───── Supplied entries
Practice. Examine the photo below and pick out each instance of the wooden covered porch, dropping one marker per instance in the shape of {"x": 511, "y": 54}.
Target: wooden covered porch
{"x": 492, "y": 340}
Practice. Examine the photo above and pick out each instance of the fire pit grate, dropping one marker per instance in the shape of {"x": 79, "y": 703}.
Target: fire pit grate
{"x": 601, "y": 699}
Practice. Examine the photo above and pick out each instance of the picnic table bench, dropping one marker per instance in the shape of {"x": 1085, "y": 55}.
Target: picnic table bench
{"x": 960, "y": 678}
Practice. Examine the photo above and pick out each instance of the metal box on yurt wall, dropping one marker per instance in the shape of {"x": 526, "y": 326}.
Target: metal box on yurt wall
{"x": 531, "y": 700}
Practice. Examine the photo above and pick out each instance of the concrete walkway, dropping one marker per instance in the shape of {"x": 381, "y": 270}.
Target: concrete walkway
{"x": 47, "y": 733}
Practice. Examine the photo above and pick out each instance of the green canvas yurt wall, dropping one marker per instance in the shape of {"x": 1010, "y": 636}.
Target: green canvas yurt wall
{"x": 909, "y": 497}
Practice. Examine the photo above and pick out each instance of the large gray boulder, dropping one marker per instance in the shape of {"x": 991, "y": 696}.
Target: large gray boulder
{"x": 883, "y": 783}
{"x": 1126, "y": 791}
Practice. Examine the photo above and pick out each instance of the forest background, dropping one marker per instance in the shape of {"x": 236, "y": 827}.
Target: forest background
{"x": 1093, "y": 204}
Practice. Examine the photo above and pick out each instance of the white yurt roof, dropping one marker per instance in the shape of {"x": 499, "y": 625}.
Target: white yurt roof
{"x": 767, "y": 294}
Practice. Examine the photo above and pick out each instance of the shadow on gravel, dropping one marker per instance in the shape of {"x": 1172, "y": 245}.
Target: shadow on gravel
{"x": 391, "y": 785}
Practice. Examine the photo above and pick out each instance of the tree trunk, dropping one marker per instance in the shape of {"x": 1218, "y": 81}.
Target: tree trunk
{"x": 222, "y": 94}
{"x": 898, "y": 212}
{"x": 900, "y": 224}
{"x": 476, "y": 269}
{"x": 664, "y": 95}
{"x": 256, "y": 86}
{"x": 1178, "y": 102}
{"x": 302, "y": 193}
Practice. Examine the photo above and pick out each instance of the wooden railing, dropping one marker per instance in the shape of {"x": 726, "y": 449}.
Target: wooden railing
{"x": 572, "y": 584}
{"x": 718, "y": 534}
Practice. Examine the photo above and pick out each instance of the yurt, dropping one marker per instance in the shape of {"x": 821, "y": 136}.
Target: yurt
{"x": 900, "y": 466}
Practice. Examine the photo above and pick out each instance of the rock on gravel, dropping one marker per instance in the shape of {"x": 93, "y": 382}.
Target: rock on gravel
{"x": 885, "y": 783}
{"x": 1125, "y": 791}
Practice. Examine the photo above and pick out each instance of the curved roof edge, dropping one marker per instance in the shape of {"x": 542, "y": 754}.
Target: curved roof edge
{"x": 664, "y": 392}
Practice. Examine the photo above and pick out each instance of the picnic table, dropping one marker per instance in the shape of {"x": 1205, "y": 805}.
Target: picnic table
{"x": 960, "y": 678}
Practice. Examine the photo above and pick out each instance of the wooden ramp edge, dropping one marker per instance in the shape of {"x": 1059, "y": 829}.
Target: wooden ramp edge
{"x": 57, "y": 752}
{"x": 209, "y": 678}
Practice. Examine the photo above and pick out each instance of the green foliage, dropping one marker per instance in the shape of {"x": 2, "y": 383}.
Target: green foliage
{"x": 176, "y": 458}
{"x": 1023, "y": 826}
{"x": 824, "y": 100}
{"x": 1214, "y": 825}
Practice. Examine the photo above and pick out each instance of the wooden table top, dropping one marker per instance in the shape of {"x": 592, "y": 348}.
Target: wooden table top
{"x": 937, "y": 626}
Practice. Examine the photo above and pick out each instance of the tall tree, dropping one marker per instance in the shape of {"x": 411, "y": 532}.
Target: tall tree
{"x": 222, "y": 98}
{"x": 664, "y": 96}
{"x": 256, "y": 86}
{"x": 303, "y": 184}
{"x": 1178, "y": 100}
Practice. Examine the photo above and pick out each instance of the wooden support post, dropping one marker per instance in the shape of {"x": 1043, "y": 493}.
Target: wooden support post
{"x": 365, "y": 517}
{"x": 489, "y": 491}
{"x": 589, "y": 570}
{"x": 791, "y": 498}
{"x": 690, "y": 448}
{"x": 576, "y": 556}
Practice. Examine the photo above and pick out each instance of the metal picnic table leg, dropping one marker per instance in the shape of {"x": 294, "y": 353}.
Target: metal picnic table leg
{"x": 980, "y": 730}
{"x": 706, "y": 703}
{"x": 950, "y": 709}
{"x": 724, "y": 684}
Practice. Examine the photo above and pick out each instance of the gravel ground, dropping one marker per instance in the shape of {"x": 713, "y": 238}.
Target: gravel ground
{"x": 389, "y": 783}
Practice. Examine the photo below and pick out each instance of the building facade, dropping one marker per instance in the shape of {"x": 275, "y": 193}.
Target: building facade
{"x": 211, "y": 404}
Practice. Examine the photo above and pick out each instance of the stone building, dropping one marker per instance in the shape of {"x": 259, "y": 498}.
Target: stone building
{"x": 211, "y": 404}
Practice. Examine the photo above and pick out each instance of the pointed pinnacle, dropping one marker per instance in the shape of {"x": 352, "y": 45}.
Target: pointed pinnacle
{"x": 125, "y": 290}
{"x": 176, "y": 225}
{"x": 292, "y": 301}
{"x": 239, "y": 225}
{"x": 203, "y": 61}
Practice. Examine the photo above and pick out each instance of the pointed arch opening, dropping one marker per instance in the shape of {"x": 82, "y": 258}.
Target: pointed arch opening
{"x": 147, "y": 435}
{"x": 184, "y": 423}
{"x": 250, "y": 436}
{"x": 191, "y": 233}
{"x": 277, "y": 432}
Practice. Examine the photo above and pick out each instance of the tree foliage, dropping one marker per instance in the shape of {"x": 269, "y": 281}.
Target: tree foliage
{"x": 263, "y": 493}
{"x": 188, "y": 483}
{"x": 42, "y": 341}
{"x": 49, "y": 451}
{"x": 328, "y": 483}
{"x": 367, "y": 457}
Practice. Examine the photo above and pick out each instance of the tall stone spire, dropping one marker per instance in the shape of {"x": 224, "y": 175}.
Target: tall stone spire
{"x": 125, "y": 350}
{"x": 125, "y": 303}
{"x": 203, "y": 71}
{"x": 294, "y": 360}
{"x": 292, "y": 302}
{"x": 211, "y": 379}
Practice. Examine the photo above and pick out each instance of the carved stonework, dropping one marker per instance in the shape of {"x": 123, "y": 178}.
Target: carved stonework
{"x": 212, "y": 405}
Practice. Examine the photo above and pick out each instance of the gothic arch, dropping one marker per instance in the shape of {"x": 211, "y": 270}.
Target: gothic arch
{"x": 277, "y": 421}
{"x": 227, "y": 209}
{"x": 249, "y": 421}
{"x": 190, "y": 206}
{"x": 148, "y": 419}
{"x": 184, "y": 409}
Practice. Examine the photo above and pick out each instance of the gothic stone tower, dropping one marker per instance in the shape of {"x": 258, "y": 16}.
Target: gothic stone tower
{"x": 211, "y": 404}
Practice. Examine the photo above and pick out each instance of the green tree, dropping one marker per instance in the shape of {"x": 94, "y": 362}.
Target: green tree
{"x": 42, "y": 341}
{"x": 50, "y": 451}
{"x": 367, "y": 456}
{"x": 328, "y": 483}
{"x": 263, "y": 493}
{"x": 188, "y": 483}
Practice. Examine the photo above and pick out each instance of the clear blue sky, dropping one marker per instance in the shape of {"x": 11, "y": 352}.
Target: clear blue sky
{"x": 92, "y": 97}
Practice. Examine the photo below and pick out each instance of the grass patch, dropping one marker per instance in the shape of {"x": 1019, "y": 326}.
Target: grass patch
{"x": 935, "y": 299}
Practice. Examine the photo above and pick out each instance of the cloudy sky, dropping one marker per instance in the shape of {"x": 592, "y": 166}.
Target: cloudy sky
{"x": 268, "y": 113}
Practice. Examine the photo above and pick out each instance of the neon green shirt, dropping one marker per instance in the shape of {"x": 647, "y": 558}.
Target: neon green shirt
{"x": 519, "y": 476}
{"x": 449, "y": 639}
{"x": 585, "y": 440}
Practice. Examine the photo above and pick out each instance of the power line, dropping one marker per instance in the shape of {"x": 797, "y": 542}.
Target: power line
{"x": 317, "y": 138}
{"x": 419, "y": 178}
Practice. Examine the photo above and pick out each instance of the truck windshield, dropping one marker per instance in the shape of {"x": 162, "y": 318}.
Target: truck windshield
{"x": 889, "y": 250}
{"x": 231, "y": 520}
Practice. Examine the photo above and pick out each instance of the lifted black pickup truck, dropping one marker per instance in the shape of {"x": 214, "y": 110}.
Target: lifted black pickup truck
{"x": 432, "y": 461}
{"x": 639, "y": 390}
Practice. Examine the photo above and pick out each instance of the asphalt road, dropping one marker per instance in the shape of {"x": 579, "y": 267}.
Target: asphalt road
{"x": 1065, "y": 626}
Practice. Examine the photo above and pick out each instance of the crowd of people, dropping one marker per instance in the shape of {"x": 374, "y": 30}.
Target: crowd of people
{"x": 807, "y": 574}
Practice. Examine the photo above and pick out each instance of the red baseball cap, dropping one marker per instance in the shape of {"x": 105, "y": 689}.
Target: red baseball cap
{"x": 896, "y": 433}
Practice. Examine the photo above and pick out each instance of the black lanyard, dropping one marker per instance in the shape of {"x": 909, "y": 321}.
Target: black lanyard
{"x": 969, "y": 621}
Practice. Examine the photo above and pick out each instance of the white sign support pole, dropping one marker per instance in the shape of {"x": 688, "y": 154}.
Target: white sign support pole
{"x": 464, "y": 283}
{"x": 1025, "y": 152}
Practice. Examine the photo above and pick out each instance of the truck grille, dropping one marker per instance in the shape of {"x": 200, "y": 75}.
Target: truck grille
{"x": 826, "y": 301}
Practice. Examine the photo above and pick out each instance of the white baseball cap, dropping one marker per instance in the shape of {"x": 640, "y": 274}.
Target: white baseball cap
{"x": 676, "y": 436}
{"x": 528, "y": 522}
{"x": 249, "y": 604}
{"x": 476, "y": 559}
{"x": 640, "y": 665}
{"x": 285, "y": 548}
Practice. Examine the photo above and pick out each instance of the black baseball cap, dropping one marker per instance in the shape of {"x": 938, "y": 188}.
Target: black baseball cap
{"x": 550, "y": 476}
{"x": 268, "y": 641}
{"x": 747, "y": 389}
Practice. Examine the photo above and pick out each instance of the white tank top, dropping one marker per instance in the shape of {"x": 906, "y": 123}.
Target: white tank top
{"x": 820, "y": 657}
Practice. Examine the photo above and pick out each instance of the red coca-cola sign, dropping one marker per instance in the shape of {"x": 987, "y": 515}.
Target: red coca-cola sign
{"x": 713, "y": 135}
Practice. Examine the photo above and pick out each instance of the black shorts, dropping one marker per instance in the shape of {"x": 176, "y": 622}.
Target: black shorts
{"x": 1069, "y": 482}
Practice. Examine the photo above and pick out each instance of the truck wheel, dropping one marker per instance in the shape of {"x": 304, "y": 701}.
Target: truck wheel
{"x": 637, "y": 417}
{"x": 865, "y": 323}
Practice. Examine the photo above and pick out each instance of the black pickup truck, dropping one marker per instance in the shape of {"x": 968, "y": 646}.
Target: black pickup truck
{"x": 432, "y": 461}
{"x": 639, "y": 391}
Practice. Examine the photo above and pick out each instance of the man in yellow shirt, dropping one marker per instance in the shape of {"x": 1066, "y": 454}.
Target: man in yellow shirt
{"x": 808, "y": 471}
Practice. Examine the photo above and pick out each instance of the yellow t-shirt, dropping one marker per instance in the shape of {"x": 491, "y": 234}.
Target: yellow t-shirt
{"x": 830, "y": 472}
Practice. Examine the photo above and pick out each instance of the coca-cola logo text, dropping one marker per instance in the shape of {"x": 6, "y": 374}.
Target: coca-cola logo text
──────────
*Prompt*
Reproduce verbatim the range of lines that opens the records and closes with the line containing "of the fire". Omit everything after it.

*Expected answer*
Practice. Examine the photo below and pick out each instance of the wooden covered porch, dropping one marker per instance in the shape of {"x": 511, "y": 54}.
Target: wooden covered porch
{"x": 492, "y": 340}
Practice. Examine the photo above and pick out each instance of the fire pit grate, dropping one marker per instance in the shape of {"x": 79, "y": 703}.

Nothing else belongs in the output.